(Petunjuk A) Tulis ulang tanpa perubahan baris-baris data mulai dari awal data hingga dan termasuk baris yang memuat "3. Where is".

(Teks yang Diberikan)
++++
“Kiai,” tanya sejumlah santri, “sesungguhnya agama itu apa?”
Tak ada jawaban. Suasana sejenak hening. K.H. Ahmad Dahlan lalu mengambil biola yang ada di sampingnya dan menggesek biola itu. Para santri heran tetapi takjub. Takjub mendengar suara biola yang melengking merdu. Komposisi nadanya menari-nari, membuai, menghanyutkan, dan mendamaikan. Jiwa terasa melayang, terasa terangkat naik dari bumi kerendahan.
Setelah menghentikan permainan biolanya, Kiai bertanya, “Apa yang kalian rasakan tadi?”
“Indah, Kiai,” ujar salah seorang santri.
“Seperti mimpi,” kata santri kedua.
Santri lain diam saja. Dia masih hanyut dan terkantuk-kantuk.
“Itulah agama,” terang Kiai, “Orang yang beragama merasakan keindahan, kedamaian, dan ketenteraman. Hatinya cerah. Agama itu seperti musik.”
“Sekarang, coba kamu mainkan biola ini.” K.H. Ahmad Dahlan menyodorkan biola kepada salah seorang santri.
“Maaf Kiai, saya tidak bisa.”
“Coba saja dulu.”
Demi mematuhi perintah guru, santri yang ditunjuk pun menggesek biola. Suara terdengar sumbang. Parau. Lebih jelek daripada teriakan gagak. Kawan-kawannya merasa terganggu dan tak nyaman. Ada juga yang tertawa. Karena malu, akhirnya santri itu menyerah. Biola berhenti digesek.
“Apa yang kalian rasakan?”
“Kacau, Kiai,” celetuk seorang santri.
“Nah,” simpul sang kiai, “begitu pula agama. Kalau tidak dipelajari dengan benar, agama akan membuat resah lingkungan dan jadi bahan tertawaan.”
Anekdot populer tersebut dikutip dari majalah Suara Muhammadiyah. Kisah itu juga menjadi salah satu adegan yang mengesankan dalam film Sang Pencerah. Sebagaimana lazimnya anekdot sufi, anekdot tentang K.H. Ahmad Dahlan ini mengandung banyak hikmah dan pelajaran. Salah satunya tentang makna agama.
Agama bagaikan musik. Bukan sembarang musik, melainkan musik yang indah. Saat mendengarkan musik yang indah, lebih-lebih musik yang dihasilkan dari biola yang dimainkan musisi ulung, kita seakan masuk ke dalam dunia lain yang damai, tenteram, tenang, dan sejuk.
++++
(Petunjuk B) Lanjutkan teks tentang anekdot biola K.H. Ahmad Dahlan mulai dari kalimat sesudah kalimat terakhirnya.
++++
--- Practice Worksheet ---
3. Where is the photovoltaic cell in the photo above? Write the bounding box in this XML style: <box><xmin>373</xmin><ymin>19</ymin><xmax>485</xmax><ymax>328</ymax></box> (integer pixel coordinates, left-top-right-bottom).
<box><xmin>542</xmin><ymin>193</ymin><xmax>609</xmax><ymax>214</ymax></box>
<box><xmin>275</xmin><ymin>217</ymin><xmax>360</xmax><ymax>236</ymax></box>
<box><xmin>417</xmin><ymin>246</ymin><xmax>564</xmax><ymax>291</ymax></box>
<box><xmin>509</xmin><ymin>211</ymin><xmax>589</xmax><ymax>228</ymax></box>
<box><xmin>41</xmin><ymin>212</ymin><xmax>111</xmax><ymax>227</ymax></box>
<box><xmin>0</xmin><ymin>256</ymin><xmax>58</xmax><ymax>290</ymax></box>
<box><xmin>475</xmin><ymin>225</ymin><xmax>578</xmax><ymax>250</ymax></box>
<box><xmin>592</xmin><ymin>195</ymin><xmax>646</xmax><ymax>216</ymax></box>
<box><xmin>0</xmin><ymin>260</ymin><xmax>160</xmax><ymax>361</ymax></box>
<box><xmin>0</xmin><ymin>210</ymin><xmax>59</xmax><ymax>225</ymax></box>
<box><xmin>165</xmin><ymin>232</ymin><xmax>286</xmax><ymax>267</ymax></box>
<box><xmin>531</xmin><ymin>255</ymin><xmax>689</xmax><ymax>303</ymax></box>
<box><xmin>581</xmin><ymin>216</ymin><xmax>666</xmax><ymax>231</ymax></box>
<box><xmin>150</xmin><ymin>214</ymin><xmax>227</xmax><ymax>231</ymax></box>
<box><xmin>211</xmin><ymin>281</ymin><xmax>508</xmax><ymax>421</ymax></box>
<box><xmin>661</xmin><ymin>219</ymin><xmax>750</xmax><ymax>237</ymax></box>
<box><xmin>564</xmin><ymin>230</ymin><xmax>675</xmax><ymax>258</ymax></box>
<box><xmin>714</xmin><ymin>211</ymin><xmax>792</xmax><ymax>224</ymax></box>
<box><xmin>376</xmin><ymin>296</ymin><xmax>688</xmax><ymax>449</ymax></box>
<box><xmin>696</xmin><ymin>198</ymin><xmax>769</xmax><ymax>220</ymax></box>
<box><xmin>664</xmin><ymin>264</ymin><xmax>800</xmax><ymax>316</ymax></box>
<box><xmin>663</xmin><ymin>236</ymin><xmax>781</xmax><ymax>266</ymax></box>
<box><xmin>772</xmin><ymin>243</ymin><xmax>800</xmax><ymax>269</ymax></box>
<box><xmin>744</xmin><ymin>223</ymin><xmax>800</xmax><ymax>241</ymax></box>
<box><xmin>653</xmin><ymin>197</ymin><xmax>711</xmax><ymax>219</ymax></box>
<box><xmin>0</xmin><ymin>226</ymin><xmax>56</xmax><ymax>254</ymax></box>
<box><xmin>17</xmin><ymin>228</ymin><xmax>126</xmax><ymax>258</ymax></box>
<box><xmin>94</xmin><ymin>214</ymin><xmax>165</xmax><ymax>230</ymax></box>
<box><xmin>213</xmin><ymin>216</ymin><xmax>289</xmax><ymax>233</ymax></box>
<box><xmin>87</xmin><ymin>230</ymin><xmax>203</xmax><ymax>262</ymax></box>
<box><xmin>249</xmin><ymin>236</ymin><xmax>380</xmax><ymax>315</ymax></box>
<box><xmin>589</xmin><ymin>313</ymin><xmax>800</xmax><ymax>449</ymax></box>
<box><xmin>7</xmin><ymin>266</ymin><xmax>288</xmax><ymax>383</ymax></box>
++++
(Jawaban A)
--- Practice Worksheet ---
3. Where is the photovoltaic cell in the photo above? Write the bounding box in this XML style: <box><xmin>373</xmin><ymin>19</ymin><xmax>485</xmax><ymax>328</ymax></box> (integer pixel coordinates, left-top-right-bottom).

(Jawaban B)
Hati dipenuhi keindahan. Semua penderitaan dan masalah seolah hilang. Dalam dunia yang seperti mimpi itu, kita hanya merasakan kebahagiaan. Hati puas sekali. Tak menginginkan apa-apa lagi. Bukankah begitu gambaran surga?
Kalau memang demikian gambaran surga, maka artinya jelas: agama adalah jalan indah menuju keindahan, agama adalah jalan damai menuju kedamaiana agama adalah jalan bahagia menuju kebahagiaan. Keindahan, kedamaian, dan kebahagiaan yang dituju tidak berada jauh di ujung sana tetapi sudah bersama kita di sini saat masih berjalan ke tujuan tersebut.
Kiranya, hal inilah yang disebut Nabi Muhammad sebagai aroma surga. Hamba-hamba yang akan menjadi penghuni surga sudah mencium aroma surga ketika mereka masih hidup di dunia.
Di dunia ini, mereka sudah menghayati akhlak penghuni surga. “Siapa yang bercahaya pada permulaannya,” kata Syaikh Ibnu ‘Athaillah al-Sakandarany dalam kitab al-Hikam, “tentu bercahaya pula pada kesudahannya.”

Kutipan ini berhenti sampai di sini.